[Given exercise] In full and without deviation, write out the entries that follow.

[Data to use]
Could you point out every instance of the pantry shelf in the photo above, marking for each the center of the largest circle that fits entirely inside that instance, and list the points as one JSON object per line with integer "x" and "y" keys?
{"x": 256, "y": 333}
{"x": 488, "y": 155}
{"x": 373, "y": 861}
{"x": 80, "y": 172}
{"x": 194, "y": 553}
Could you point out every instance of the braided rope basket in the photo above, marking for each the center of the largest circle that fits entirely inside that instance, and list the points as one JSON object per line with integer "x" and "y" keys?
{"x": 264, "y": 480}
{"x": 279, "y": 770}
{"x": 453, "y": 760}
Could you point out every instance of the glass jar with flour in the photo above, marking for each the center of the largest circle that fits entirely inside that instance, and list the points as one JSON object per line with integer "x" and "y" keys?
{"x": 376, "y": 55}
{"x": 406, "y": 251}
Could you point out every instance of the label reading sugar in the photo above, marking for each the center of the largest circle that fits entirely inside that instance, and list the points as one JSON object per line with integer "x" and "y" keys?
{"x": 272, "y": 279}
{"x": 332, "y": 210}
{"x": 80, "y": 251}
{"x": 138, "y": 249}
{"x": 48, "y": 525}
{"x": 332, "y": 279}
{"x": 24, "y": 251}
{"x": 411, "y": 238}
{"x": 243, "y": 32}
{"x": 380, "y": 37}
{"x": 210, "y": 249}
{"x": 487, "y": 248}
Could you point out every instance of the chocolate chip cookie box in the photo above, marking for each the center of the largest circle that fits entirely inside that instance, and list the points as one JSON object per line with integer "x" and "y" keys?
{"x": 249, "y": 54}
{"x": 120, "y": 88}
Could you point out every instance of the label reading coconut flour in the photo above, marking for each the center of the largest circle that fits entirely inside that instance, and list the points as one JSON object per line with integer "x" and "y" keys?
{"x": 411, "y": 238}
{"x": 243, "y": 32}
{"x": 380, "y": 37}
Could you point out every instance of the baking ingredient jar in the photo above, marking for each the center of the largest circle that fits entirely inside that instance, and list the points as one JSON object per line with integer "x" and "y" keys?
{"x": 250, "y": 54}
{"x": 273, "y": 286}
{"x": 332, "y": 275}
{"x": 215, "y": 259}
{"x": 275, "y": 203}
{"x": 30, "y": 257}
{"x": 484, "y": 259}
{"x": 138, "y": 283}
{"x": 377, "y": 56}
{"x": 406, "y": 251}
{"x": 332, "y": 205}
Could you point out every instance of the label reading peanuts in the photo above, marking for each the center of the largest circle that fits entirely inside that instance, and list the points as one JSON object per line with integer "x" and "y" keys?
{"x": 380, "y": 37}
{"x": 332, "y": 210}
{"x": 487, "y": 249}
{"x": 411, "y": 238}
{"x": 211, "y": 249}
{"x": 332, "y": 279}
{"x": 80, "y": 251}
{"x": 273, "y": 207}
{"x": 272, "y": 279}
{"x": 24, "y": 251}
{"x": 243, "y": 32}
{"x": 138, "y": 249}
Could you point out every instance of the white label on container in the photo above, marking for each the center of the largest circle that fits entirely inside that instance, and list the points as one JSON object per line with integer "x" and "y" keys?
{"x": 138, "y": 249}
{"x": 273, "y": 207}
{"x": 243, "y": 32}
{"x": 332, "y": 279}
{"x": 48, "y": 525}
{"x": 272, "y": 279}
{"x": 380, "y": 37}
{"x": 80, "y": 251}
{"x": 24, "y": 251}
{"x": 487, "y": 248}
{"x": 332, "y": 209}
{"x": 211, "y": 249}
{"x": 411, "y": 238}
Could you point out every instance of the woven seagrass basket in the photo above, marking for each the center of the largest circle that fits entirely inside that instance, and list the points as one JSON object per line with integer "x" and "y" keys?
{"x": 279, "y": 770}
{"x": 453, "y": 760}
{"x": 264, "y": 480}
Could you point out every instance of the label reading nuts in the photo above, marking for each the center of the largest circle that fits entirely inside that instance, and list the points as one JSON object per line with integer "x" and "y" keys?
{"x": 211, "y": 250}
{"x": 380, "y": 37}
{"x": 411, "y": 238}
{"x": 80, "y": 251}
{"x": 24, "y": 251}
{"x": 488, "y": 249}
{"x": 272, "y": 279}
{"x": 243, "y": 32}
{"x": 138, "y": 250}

[Solution for this task]
Could you point out every instance of the pantry shelf in the photo above, marking for each the center of the largest circle that fits entirely inside that instance, and list the points as one JSON object per line with integer "x" and "y" keys?
{"x": 256, "y": 333}
{"x": 488, "y": 155}
{"x": 373, "y": 861}
{"x": 80, "y": 172}
{"x": 194, "y": 553}
Could you point out every instance of the braided rope basket in the photo above, marking for each the center of the largest circle that fits entirely inside that instance, and list the points as one JSON object per line with integer "x" and "y" keys?
{"x": 264, "y": 480}
{"x": 279, "y": 770}
{"x": 453, "y": 760}
Could you point out every instance of the glass jar with flour in the photo above, marking for each the center of the largest circle that fits entirely inside that instance, and list the points as one JSON object per line with integer "x" and "y" keys?
{"x": 376, "y": 55}
{"x": 406, "y": 251}
Could you point out every instance of the label reading sugar in the photo above, marking for each the center of the largest circle that fits entirely inside that instance, and list the points as one JSON object per line with integer "x" and "y" keys?
{"x": 272, "y": 279}
{"x": 332, "y": 210}
{"x": 80, "y": 251}
{"x": 138, "y": 249}
{"x": 48, "y": 525}
{"x": 332, "y": 279}
{"x": 24, "y": 251}
{"x": 411, "y": 238}
{"x": 243, "y": 32}
{"x": 380, "y": 37}
{"x": 210, "y": 249}
{"x": 487, "y": 248}
Could you point out every instance of the chocolate chip cookie box in the photo above, marking for each the center of the largest circle that fits entirely inside that instance, and list the points as one JSON object per line with integer "x" and "y" keys?
{"x": 249, "y": 54}
{"x": 120, "y": 88}
Could you point out every instance of the label reading coconut flour in the photo above, marking for each the center of the largest circle that fits entirely inside that instance, and list the points as one JSON object per line with integer "x" and "y" keys?
{"x": 411, "y": 238}
{"x": 243, "y": 32}
{"x": 380, "y": 37}
Could you point out every instance of the baking ingredient jar in the photo above, marking for each the center of the largest circle that fits entirely inside that instance, and list the points as one JSON object per line with integer "x" and "y" keys?
{"x": 250, "y": 54}
{"x": 273, "y": 286}
{"x": 332, "y": 275}
{"x": 215, "y": 259}
{"x": 275, "y": 203}
{"x": 30, "y": 257}
{"x": 484, "y": 259}
{"x": 138, "y": 283}
{"x": 377, "y": 56}
{"x": 406, "y": 251}
{"x": 332, "y": 205}
Could you point out every instance of the label reading peanuts in the photo above, marking for each the center of the largest circle that fits entirely inside that instance, and list the points as one JSON object per line with integer "x" and "y" keys?
{"x": 380, "y": 37}
{"x": 332, "y": 210}
{"x": 487, "y": 249}
{"x": 411, "y": 238}
{"x": 211, "y": 249}
{"x": 332, "y": 279}
{"x": 80, "y": 251}
{"x": 273, "y": 207}
{"x": 272, "y": 279}
{"x": 24, "y": 251}
{"x": 243, "y": 32}
{"x": 138, "y": 249}
Could you point out every instance of the white label on container in the photo above, marking for each the center of the largest circle that fits entirely inside that instance, and list the points as one JSON object per line with integer "x" and "y" keys?
{"x": 138, "y": 249}
{"x": 273, "y": 207}
{"x": 243, "y": 32}
{"x": 332, "y": 279}
{"x": 48, "y": 525}
{"x": 272, "y": 279}
{"x": 380, "y": 37}
{"x": 80, "y": 251}
{"x": 24, "y": 251}
{"x": 487, "y": 248}
{"x": 332, "y": 209}
{"x": 211, "y": 249}
{"x": 411, "y": 238}
Could you point out every instance of the woven seagrass basket in the photo above, marking for each the center of the largest circle that fits entirely inside that instance, and list the points as one JSON object per line with integer "x" and "y" keys?
{"x": 279, "y": 770}
{"x": 453, "y": 760}
{"x": 264, "y": 480}
Could you point out every instance of the label reading nuts in the photo above, marking for each the center of the largest circle that fits entirely inside that instance, and list the points as one JSON object per line with integer "x" and "y" keys?
{"x": 211, "y": 250}
{"x": 380, "y": 37}
{"x": 411, "y": 238}
{"x": 80, "y": 251}
{"x": 24, "y": 251}
{"x": 488, "y": 249}
{"x": 272, "y": 279}
{"x": 243, "y": 32}
{"x": 138, "y": 250}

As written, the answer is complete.